§ WORK TO BE COMPLETED: According to the merjs Partial Prerendering proposal below, where would PPR sit among the existing rendering modes?

§ TEXT:
Add Partial Prerendering (PPR) to merjs — serve pre-rendered static shells from Cloudflare KV edge (~1ms) while streaming dynamic content via WASM resolves. Inspired by Next.js 14 PPR, but adapted to merjs's Zig/WASM architecture.

This RFC debates the approach, identifies problems, and proposes a novel solution that plays to merjs's strengths.

---

Historical Context — jQuery to PPR

The placeholder/resolve pattern has been reinvented every ~5 years since the 90s:

Era	Technology	How it works
1993	SSI	<!--#include virtual="/header.html" --> — server blocks, assembles fragments
2001	ESI (Akamai)	<esi:include src="/api/nav" /> — same, but at CDN edge with per-fragment TTLs
2006	jQuery .load()	$('#cart').load('/partials/cart') — client pulls HTML into placeholder divs
2010	Facebook BigPipe	Server pushes <script>BigPipe.onPageletArrive({id:"cart",content:"..."})</script> via chunked HTML
2014	Marko <await>	Declarative out-of-order streaming with client-reorder
2022	React 18 Suspense	<Suspense fallback={<Skeleton/>}> — same BigPipe pattern, React-managed
2023	Next.js PPR	Static shell from CDN + streamed Suspense holes
now	merjs	?

merjs already implements the BigPipe pattern exactly — look at StreamWriter.resolve() in mer.zig:42-53:

pub fn resolve(self, id, content) {
    self.write("<div hidden id=\"S:");
    self.write(id);
    self.write("\">");
    self.write(content);
    self.write("</div><script>");
    self.write("(function(){var p=document.getElementById('P:");
    self.write(id);
    self.write("'),s=document.getElementById('S:");
    self.write(id);
    self.write("');if(p&&s){p.outerHTML=s.innerHTML;s.remove()}}())");
    self.write("</script>");
}

This is BigPipe.onPageletArrive(), minus the jQuery. The question is: how do we split this across time — shell at build/deploy, resolves at request?

---

What merjs Already Has

Three rendering modes that form a natural progression:

Mode	How it works	Where
SSG (prerender = true)	Build-time render → dist/*.html	src/prerender.zig
Shell-first streaming	Layout head flushed, body blocks, tail follows	src/server.zig:321-349
True streaming (renderStream)	Placeholder/resolve — skeletons swap to real content	src/server.zig:275-318

PPR would sit between SSG (fully static) and streaming (fully dynamic): static shell + dynamic holes.

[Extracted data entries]
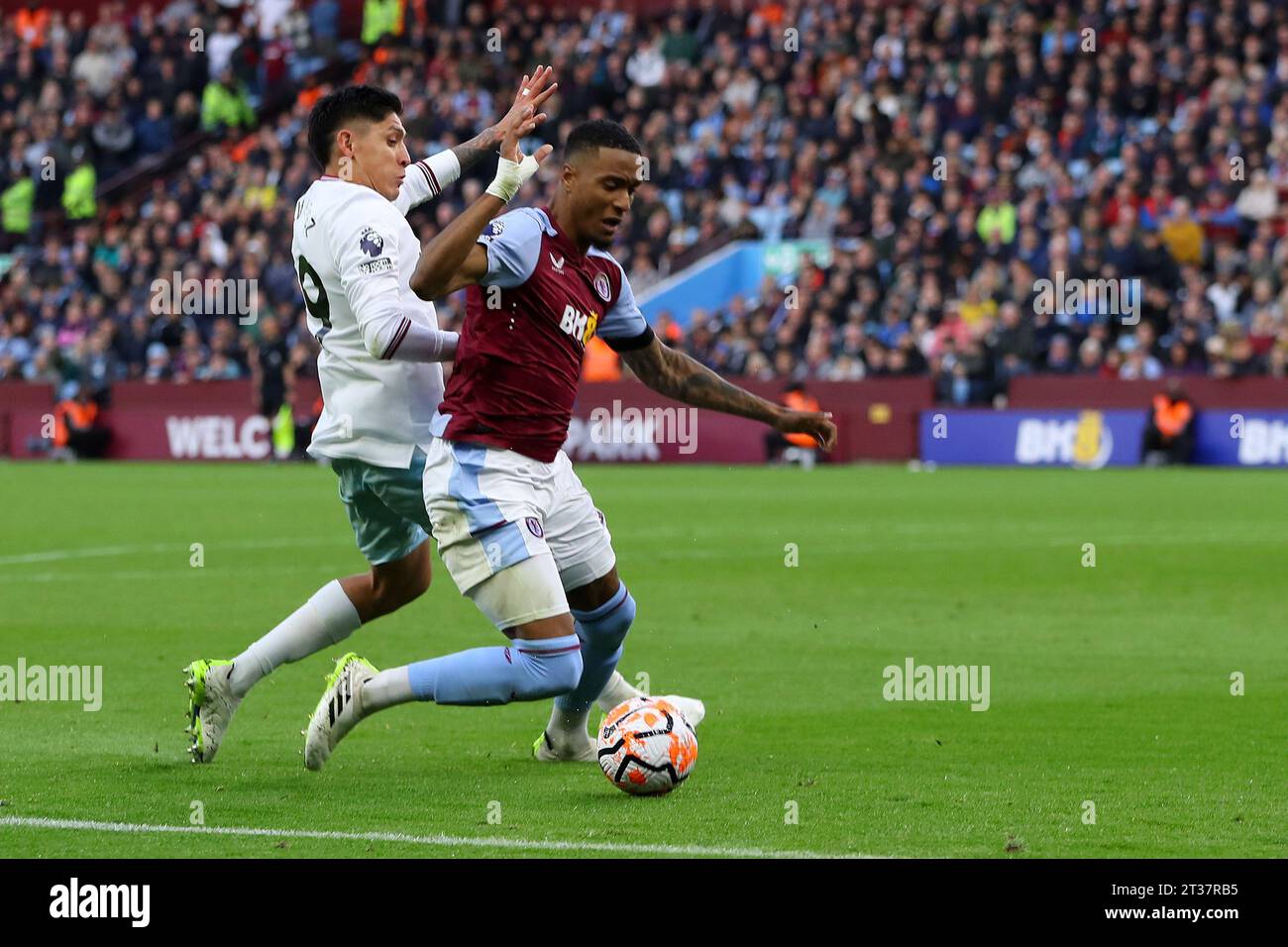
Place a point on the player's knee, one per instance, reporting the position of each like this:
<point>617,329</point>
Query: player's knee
<point>610,621</point>
<point>548,676</point>
<point>393,594</point>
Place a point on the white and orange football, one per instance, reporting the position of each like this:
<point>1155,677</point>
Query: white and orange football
<point>645,746</point>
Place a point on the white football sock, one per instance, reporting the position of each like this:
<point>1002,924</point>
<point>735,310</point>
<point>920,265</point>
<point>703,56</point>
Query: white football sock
<point>326,618</point>
<point>385,689</point>
<point>614,692</point>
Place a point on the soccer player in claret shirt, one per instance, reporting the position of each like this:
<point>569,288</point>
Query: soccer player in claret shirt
<point>514,526</point>
<point>380,375</point>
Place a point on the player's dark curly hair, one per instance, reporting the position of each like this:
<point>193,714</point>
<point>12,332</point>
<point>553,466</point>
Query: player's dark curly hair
<point>343,106</point>
<point>600,133</point>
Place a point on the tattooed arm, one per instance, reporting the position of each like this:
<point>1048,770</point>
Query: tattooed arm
<point>678,376</point>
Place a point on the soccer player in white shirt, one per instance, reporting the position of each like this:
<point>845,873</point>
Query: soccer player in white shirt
<point>380,372</point>
<point>378,368</point>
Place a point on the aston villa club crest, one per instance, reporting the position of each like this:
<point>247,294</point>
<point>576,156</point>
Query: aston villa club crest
<point>372,243</point>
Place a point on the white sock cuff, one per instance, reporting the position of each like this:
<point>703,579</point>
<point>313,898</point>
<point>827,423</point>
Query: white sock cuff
<point>336,615</point>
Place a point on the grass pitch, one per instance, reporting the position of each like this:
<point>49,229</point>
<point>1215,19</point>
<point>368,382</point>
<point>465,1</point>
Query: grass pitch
<point>1109,684</point>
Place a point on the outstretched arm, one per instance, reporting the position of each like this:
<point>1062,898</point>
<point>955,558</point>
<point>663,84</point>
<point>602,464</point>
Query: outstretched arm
<point>678,376</point>
<point>429,176</point>
<point>455,258</point>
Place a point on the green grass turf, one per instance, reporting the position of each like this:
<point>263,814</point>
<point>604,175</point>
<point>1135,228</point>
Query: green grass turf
<point>1109,684</point>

§ EXERCISE OUTPUT: PPR would sit between SSG, which is fully static, and streaming, which is fully dynamic, combining a static shell with dynamic holes.